- _Requirements_:
Switch "vertices" to "points" in each of the entries below and reproduce the lines with nothing else altered.

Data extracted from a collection

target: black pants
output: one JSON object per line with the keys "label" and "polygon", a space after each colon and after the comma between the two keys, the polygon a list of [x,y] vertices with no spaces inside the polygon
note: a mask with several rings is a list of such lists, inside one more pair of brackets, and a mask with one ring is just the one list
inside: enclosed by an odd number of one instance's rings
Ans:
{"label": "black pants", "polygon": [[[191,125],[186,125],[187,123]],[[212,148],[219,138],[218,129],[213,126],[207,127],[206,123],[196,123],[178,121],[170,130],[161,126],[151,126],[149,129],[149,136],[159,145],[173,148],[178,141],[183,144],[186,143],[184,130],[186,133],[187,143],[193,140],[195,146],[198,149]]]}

- _Solution for this exercise_:
target: black pants
output: one JSON object per line with the keys "label" and "polygon", a space after each colon and after the comma between the two keys, the polygon a list of [x,y] points with no spaces inside the polygon
note: a mask with several rings is a list of such lists, inside one more pair of brackets, and a mask with one ring is just the one list
inside: enclosed by an odd number of one instance's rings
Ans:
{"label": "black pants", "polygon": [[[191,125],[186,125],[187,123]],[[212,148],[219,138],[218,129],[213,126],[207,127],[206,123],[196,123],[178,121],[170,130],[161,126],[151,126],[149,129],[149,136],[159,145],[173,148],[178,141],[183,144],[186,143],[184,130],[186,133],[187,143],[193,140],[195,146],[198,149]]]}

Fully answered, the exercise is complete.